_Data rows_.
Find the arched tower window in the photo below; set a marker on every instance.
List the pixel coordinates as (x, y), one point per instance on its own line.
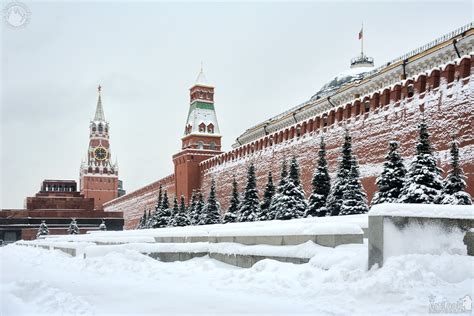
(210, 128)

* * *

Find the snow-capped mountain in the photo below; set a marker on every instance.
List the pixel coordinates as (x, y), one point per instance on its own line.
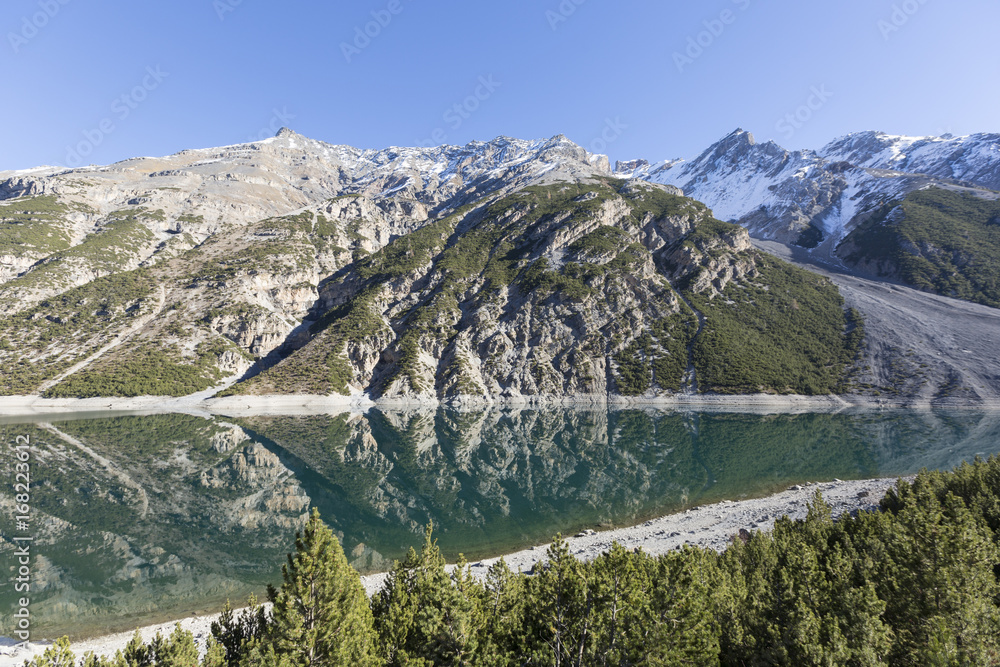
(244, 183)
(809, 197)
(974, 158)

* * *

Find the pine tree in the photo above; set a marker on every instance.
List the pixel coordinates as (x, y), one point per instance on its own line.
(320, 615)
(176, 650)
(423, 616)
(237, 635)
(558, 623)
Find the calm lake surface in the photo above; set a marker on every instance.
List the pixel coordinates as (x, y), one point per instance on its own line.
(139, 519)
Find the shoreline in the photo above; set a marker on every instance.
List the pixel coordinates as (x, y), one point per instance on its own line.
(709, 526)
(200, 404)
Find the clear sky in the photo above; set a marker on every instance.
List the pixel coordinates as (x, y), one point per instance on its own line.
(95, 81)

_Challenge_.
Pull out each of the lines above that contains the word "every" and copy it in full. Case counts when matching.

_Full answer_.
Find the arched tower window in the photo below; set a marker on every instance.
Find the snow-capped mountain in the photo below; set a marker on every instance.
Find the pine tree in the photo above; set a marker on every instance.
Find the calm lake surface in the photo above; set a marker on every instance.
Find the shoreline in the photo above; set a marker on every instance.
Find the clear sky in the photo above; set a marker on every instance.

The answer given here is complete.